▸ **Text to read**
Yes it is! This is just what everyone had in mind for cap-and-trade. Many have offered thoughtful critiques of this mechanism, but this is exactly how the system is supposed to work.

> For the system to really spur change, the carbon price has to be high enough to give an incentive for polluters to install cleaner technologies or move to cleaner fuels. Capturing carbon emissions from coal plants and sticking them underground, for example, will cut emissions but will be expensive. A carbon price below 40 euros a ton tends to make “clean coal” economically unattractive.

No, for the system to spur change, the cap has to be set at a level that spurs change. Then the price of carbon will adjust based on the available supply of emissions reductions. Clean coal is economically unattractive because of the availability of much cheaper forms of carbon reductions, and that situation won’t change until such alternative supplies are exhausted. At a certain carbon price, clean coal becomes more economically attractive than dirty coal, but that’s not the relevant benchmark. It’s easy to imagine a scenario in which clean coal never becomes economically attractive, because other forms of low-carbon energy such as wind and solar take off (helping to keep down the price of carbon, which, again, is a good thing).

To be fair, it’s easy to confuse means (the price of carbon) and ends (emissions reductions) in this manner. Environmentalists do commonly talk about the carbon price at which various clean technologies become cost competitive with conventional sources of energy. Insofar as we assume certain technologies will play an important role in a post-carbon world, it’s natural to track the price of carbon and watch for certain thresholds to be met.

▸ **Short exercise 1**
Repeat the portion of the cap-and-trade passage that begins at the words "Yes it is! This" and ends after "supposed to work.".
The cap-and-trade passage has no connection to the records.

Location identification items
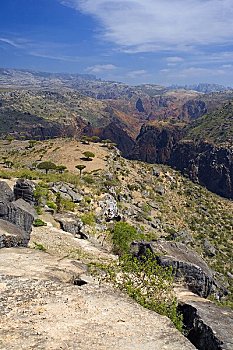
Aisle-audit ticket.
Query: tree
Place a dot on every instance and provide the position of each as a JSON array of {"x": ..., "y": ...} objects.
[
  {"x": 61, "y": 168},
  {"x": 80, "y": 167},
  {"x": 47, "y": 165},
  {"x": 58, "y": 202},
  {"x": 32, "y": 143},
  {"x": 95, "y": 139},
  {"x": 8, "y": 163},
  {"x": 88, "y": 155},
  {"x": 86, "y": 140}
]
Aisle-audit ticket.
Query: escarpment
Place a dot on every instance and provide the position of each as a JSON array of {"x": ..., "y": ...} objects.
[{"x": 206, "y": 163}]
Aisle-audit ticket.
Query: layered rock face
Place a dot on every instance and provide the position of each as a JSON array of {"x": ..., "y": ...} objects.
[
  {"x": 205, "y": 163},
  {"x": 16, "y": 218},
  {"x": 155, "y": 144},
  {"x": 186, "y": 264},
  {"x": 205, "y": 330}
]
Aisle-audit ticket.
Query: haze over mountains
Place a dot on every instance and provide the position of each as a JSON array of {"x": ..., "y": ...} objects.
[{"x": 159, "y": 119}]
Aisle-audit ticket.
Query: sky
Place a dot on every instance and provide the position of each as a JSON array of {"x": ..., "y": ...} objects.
[{"x": 133, "y": 41}]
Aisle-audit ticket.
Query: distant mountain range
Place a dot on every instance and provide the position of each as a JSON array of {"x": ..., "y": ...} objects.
[
  {"x": 188, "y": 127},
  {"x": 202, "y": 87}
]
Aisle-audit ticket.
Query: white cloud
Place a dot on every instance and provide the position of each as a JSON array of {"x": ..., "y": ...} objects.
[
  {"x": 174, "y": 59},
  {"x": 137, "y": 73},
  {"x": 98, "y": 68},
  {"x": 17, "y": 43},
  {"x": 152, "y": 25}
]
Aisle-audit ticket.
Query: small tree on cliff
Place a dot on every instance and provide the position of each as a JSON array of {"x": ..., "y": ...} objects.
[
  {"x": 88, "y": 155},
  {"x": 80, "y": 167},
  {"x": 47, "y": 165}
]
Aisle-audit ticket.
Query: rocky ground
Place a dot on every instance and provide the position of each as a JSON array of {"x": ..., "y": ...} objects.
[{"x": 48, "y": 298}]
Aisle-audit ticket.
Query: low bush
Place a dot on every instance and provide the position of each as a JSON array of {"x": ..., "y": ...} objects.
[
  {"x": 123, "y": 235},
  {"x": 39, "y": 222}
]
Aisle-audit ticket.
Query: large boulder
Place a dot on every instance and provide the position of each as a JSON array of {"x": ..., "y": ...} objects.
[
  {"x": 108, "y": 209},
  {"x": 24, "y": 189},
  {"x": 208, "y": 326},
  {"x": 187, "y": 266},
  {"x": 6, "y": 193},
  {"x": 67, "y": 191},
  {"x": 12, "y": 236},
  {"x": 70, "y": 223},
  {"x": 16, "y": 215}
]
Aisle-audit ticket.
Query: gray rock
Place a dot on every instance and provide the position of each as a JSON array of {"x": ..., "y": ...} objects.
[
  {"x": 12, "y": 236},
  {"x": 209, "y": 248},
  {"x": 160, "y": 190},
  {"x": 70, "y": 223},
  {"x": 25, "y": 189},
  {"x": 183, "y": 237},
  {"x": 156, "y": 172},
  {"x": 67, "y": 191},
  {"x": 109, "y": 210},
  {"x": 6, "y": 194},
  {"x": 22, "y": 204},
  {"x": 208, "y": 326},
  {"x": 16, "y": 215},
  {"x": 187, "y": 265}
]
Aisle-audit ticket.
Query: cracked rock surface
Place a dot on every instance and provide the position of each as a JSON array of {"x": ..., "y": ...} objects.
[{"x": 41, "y": 309}]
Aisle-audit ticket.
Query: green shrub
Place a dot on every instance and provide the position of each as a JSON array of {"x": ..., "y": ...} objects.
[
  {"x": 67, "y": 204},
  {"x": 88, "y": 219},
  {"x": 123, "y": 235},
  {"x": 39, "y": 246},
  {"x": 149, "y": 284},
  {"x": 39, "y": 222},
  {"x": 5, "y": 175},
  {"x": 88, "y": 179},
  {"x": 51, "y": 205}
]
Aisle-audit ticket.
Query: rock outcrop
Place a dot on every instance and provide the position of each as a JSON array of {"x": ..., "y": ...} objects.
[
  {"x": 155, "y": 144},
  {"x": 209, "y": 165},
  {"x": 70, "y": 223},
  {"x": 25, "y": 189},
  {"x": 67, "y": 191},
  {"x": 108, "y": 209},
  {"x": 187, "y": 265},
  {"x": 6, "y": 193},
  {"x": 204, "y": 329},
  {"x": 61, "y": 315},
  {"x": 16, "y": 218},
  {"x": 205, "y": 163}
]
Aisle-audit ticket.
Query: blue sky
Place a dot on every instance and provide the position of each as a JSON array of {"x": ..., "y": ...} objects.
[{"x": 134, "y": 41}]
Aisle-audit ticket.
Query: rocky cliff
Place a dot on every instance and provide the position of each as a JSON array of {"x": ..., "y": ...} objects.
[{"x": 208, "y": 163}]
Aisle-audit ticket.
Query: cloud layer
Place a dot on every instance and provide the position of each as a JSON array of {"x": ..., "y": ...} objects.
[{"x": 153, "y": 25}]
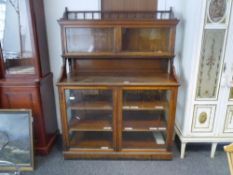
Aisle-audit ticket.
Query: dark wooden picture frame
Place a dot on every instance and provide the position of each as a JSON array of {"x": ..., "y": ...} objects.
[{"x": 16, "y": 139}]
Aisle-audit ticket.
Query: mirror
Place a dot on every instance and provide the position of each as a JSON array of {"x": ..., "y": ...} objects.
[{"x": 15, "y": 37}]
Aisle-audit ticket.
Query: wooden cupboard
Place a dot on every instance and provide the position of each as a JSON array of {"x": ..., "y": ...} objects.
[{"x": 118, "y": 87}]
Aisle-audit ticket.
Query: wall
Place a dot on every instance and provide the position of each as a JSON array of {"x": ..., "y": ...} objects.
[{"x": 54, "y": 11}]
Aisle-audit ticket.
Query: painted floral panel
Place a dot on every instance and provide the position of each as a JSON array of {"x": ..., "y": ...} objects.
[
  {"x": 217, "y": 11},
  {"x": 231, "y": 94},
  {"x": 210, "y": 64}
]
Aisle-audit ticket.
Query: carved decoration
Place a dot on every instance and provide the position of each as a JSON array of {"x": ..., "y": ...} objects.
[{"x": 217, "y": 11}]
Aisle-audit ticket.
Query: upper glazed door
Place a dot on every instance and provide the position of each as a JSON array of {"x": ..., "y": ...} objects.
[{"x": 16, "y": 36}]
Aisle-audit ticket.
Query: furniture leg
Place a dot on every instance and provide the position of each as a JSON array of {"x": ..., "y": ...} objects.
[
  {"x": 213, "y": 149},
  {"x": 183, "y": 147}
]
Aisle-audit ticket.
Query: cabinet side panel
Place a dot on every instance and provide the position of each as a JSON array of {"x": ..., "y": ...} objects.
[
  {"x": 39, "y": 17},
  {"x": 48, "y": 104}
]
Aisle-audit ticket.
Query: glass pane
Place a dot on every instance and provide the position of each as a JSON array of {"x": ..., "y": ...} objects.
[
  {"x": 210, "y": 63},
  {"x": 90, "y": 118},
  {"x": 90, "y": 39},
  {"x": 145, "y": 115},
  {"x": 145, "y": 40},
  {"x": 16, "y": 38}
]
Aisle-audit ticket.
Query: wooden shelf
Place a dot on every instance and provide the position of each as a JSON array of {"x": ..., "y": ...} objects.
[
  {"x": 140, "y": 123},
  {"x": 92, "y": 105},
  {"x": 140, "y": 140},
  {"x": 144, "y": 105},
  {"x": 92, "y": 122},
  {"x": 160, "y": 79},
  {"x": 92, "y": 140}
]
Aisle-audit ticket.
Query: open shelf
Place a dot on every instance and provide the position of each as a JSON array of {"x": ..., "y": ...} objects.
[
  {"x": 143, "y": 140},
  {"x": 143, "y": 122},
  {"x": 160, "y": 79},
  {"x": 145, "y": 105},
  {"x": 91, "y": 140},
  {"x": 91, "y": 105},
  {"x": 91, "y": 122}
]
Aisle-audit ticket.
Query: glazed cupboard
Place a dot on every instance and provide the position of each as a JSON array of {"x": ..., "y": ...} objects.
[{"x": 118, "y": 86}]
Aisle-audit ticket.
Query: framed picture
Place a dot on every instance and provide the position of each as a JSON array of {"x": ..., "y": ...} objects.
[{"x": 16, "y": 140}]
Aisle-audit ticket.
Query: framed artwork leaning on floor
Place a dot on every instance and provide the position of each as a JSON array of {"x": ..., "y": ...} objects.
[{"x": 16, "y": 139}]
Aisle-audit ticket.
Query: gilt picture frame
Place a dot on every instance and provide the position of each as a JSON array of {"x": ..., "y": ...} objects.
[{"x": 16, "y": 139}]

▸ **Short exercise 2**
Gather every line of the records that contains the string "cloud".

▸ **Worked solution 1**
Yes it is! This is just what everyone had in mind for cap-and-trade. Many have offered thoughtful critiques of this mechanism, but this is exactly how the system is supposed to work.

▸ **Worked solution 2**
Query: white cloud
Query: cloud layer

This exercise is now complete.